▸ SUPPLIED PASSAGE:

____

By Mark DeCambre
David Einhorn’s Greenlight Capital delivered a lackluster quarter in the first three months of 2021 but the hedge-fund luminary vowed to earn his fees in coming months, suggesting that a shifting appetite for value stocks will ultimately give way to better performance.
Einhorn said that a period of higher inflation expectations will help to support a more sustained trend into value-oriented investments, or those that are seen as undervalued by some measure, over technology-related growth assets which have tended to produce higher earnings or revenues for a sustained period.
Growth-oriented investments scored a big boost during the coronavirus pandemic which produced greater demand for technology enabling remote working habits but Einhorn believes that value stocks will snap a decade-long cycle of underperformance against growth stocks since the advent of 2008 financial crisis.
Einhorn believes that “inflation is only going one way—higher—and we are optimistic about our prospects,” he wrote in a letter to clients. The Greenlight investor has been on a losing streak, which Einhorn described as “unacceptable,” in his letter.
“If we swing a little less hard, we should hit more balls,” Einhorn said.

____

[Data records]
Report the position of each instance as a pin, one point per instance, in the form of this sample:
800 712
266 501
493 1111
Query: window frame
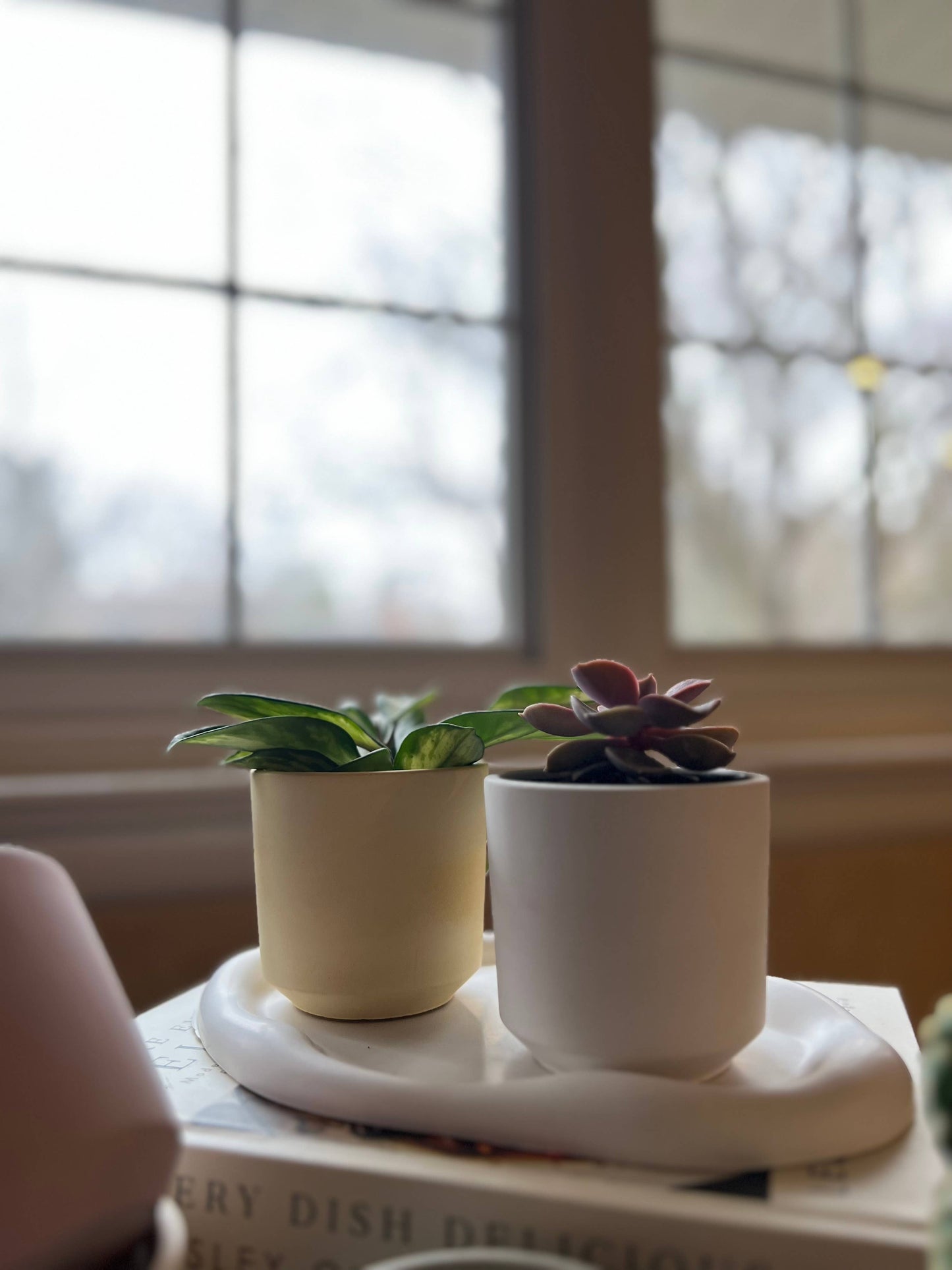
593 468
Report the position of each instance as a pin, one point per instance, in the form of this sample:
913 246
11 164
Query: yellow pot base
419 1001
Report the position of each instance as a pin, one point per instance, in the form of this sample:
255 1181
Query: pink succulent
621 718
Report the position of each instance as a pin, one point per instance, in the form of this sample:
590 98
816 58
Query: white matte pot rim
634 788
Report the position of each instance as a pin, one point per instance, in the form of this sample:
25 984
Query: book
267 1188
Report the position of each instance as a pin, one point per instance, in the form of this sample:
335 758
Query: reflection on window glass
254 330
112 461
374 173
372 504
806 274
112 135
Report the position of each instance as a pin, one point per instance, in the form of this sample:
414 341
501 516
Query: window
804 210
258 333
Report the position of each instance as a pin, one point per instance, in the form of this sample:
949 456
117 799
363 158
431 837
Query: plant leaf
283 761
394 709
687 690
360 715
696 752
497 727
619 720
727 736
579 752
378 761
237 759
611 720
553 720
245 705
531 694
277 732
438 745
629 760
669 713
611 683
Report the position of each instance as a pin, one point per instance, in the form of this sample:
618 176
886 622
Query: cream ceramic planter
631 921
370 887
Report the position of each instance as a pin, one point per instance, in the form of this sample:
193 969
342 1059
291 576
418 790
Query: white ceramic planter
370 887
631 921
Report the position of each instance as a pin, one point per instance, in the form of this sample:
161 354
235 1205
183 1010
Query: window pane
913 483
372 478
767 498
905 47
802 36
112 461
753 219
112 135
907 224
372 153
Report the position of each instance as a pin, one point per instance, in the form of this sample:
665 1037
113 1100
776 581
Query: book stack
264 1188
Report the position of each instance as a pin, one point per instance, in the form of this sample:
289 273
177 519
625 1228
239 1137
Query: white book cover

____

▸ REQUIRED TASKS:
(1) In the article about Greenlight Capital, what word did Einhorn use in his letter to describe the firm's losing streak?
(2) Summarize the Greenlight Capital article in two sentences.
(3) Continue the article on Greenlight Capital after its final sentence.

▸ ANSWER SET:
(1) He called it "unacceptable."

(2) After Greenlight Capital's lackluster first quarter of 2021, David Einhorn vowed to earn his fees, arguing that higher inflation expectations will support a sustained shift toward value stocks and away from growth stocks. In a letter to clients, he wrote that inflation is only going higher, said he was optimistic, and called the firm's losing streak unacceptable.

(3)
The hedge-fund manager said that it believes that its strategies will ultimately pay off, however. Claiming that finally, “the wind is now at our backs.”
That line came with an asterisks in his letter while the investment manager acknowledged the fund’s shortcomings in delivering on its goal of producing so-called alpha for its investors, or returns above a benchmark.
Greenlight’s 0.1% decline in the first three months of 2021 came as the S&P 500 index (S&P:SPX) climbed 5.8%, the technology laden Nasdaq Composite Index (NASDAQ:COMP) rose by 2.2% and the Dow Jones Industrial Average (DOW:DJIA) gained 7.8% over the period.
On Thursday, the S&P 500 and the Dow closed at records and the Nasdaq Composite isn’t far from its Feb. 12 all-time high.
Meanwhile, the 10-year Treasury note (XTUP:BX:TMUBMUSD10Y) was yielding 1.55%, suggesting that worries about bond-crushing inflation was at least taking a momentary pause.